課題の指示 -
1/ サンノゼ近郊に住む一家の家計についての文章によると、この一家が引っ越してまず初めにしたことは何ですか。
2/ サンノゼ近郊に住む一家の家計についての文章を、最後の文に続けて書き進めてください。

原文抜粋 -
-*-
San Jose付近の町に日本円で6500万円ほどのtown houseを8年前に購入。
旦那さんはfull timeで働き1000万円ほど稼ぎ、奥さんはちょっとした専門職で週4日働く。
しかし、お金が足りないと言う。
固定資産税を払う現金がなくてクレジットカードで払って分割払いにした事もある。
(年間で80万円ぐらいの固定資産税。2回で払うので、一回は40万円程度)
月々の支払いは20万円ちょい。
この付近のアパートで3bedroomが30万以上を考えれば決して無理な額ではない、
はずなのですが、なんで、お金が足りなくなるの?
車も新しめの中古を買い、壊れるまで乗るし、装飾品など高額な買い物などもしない。
なのに貯金が全く出来ないという。
その理由は日々の生活にあるように私は思う。
全く節約、倹約の概念がないのです。
引っ越してまず初めにした事は、どこで見つけるのかわからないような、規格外サイズの湯船を設置。
今では息子達が毎晩たっぷりお湯を張ってお風呂に入る。
湯水のようにというのは水の豊富な国で使える例えで、
水不足のカリフォルニアではそうは言えません。
水不足の中で水を全く節約しない道徳的な問題は置いておいても、
水道代はかかってしまいます。
電気は基本的につけっぱなしです。
留守であろうと睡眠中であろうとそこらじゅうの電気がつけっぱなし。
最近の電球はそんなに電気を使用しないですがそれでもつけまくってつけっぱなしでは
やはりお金はかかります。
次は食べ物。
食べ物飲み物は必要以上にserveされます。
飲みきれない食べきれないものは当たり前ですが、破棄されます。
毎朝、牛乳が半分ぐらいグラスに注がれたまま残っています。
シリアルにも必要以上に入れます。
残ってます。
organic milkでこれをやると結構な額になります。
食事も食べて欲しい量をお皿によそるのですが全ては食べません。
なので、それも破棄です。
外食も多い。
子供達にはお弁当を持たせますが、
大人はお弁当なしで会社に行きます。
毎日これをすると結構な額の出費になります。
奥さんは週一のお休みの日には必ずcoffee shopで一杯しますが、
その時に子供達にもチョコレートミルクやお菓子が与えられます。
コーヒーが飲みたい訳ではなく、空いている時間をその空間で過ごす事が大切なようです。
夕食も週の3日は外食です。
奥さんは、眉毛カットに行きます。
奥さんの洋服は全てクリーニングに出します。
家で洗うのはストッキングと下着だけです。
子供の洋服は、クリーニング屋でお直しして着せます。
体操着もです。
-*-
提示資料 -
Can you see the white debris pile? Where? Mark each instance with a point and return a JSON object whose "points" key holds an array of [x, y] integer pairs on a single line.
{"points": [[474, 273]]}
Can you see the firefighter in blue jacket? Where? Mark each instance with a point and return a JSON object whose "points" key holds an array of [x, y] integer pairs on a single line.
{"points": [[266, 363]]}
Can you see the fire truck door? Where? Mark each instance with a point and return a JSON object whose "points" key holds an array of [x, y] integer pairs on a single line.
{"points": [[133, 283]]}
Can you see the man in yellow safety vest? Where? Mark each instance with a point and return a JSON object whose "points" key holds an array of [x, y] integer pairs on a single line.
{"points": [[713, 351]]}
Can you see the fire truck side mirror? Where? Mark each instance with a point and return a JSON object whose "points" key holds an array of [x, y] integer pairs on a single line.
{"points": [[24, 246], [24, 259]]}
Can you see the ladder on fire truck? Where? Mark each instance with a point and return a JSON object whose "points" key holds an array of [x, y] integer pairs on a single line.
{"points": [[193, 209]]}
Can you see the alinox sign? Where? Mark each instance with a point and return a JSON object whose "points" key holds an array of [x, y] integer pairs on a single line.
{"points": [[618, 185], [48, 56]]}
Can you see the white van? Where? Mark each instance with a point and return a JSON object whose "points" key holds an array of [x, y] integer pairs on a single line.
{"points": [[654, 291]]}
-*-
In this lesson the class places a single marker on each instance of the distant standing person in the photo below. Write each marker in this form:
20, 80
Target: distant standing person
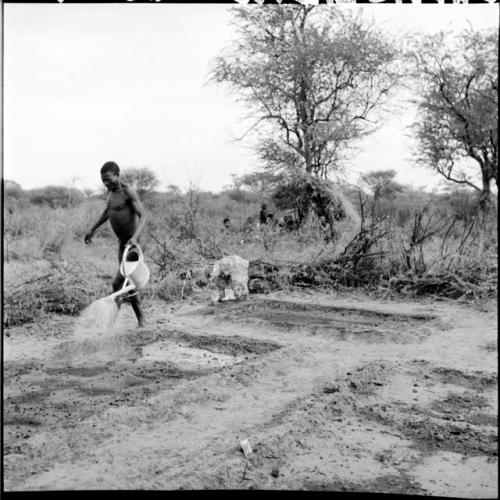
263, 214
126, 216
-*-
解答例 -
1/ 規格外サイズの湯船を設置しました。

2/
長男には家庭教師、スイミング、日本語学校が週一。
洗濯たたみとお掃除のおばちゃんが週一。
洗面所には使い捨ての紙コップ。
アメリカに来て驚いた商品。
びっくりしすぎて未だに消化できない。
consumerismの最たるもの・・・
子供達へのご褒美として与えるおもちゃの量。
毎週毎週何かしらおもちゃが増えている。
ゴジラに26ドル。ウルトラマンに22ドル。
洗車は洗車サービスでする。
家の少々の故障でも全てハンディマンにお願いする。
(そうじゃない場合は壊れたまま)
車のライトの交換。
暖房の温度設定が高め。
猫の額程度の裏庭に月一の庭師。
確かに、可能であるならば人は豊かに生活すべきで彼らの生活は決して悪くない。
けれど、何かあった時の生活が全く保証されていない生活は豊かと言えるのだろうか?
旦那さんは401Kにきちんと入れているが、
貯金は全くない。
お金に余裕が出来たら旦那さんは生命保険に入りたいらしい。
会社のとは別に。
奥さんもそれに賛成。
え?
保険の話 by 東洋経済online
家族がいるのであれば生命保険は確かに大切だ。
が、養い手が亡くなれば、奥さんは子供を連れて実家がある大好きな日本に帰れば良いので、さほど困らない。
問題なのは働き手が亡くなる以外の何かがあった時。
これで、貯蓄がない場合は悲劇。
そんなに心配ならmortgageに保険をかけた方が安心かも。
しかし、掛け金は高いし、いつまで続くか不明だが家の価格が高騰している中の保険だから保険の払い戻し能力に不安が残る。
アメリカの都市部では不動産を持っているなら日本と違って急に困る事はない。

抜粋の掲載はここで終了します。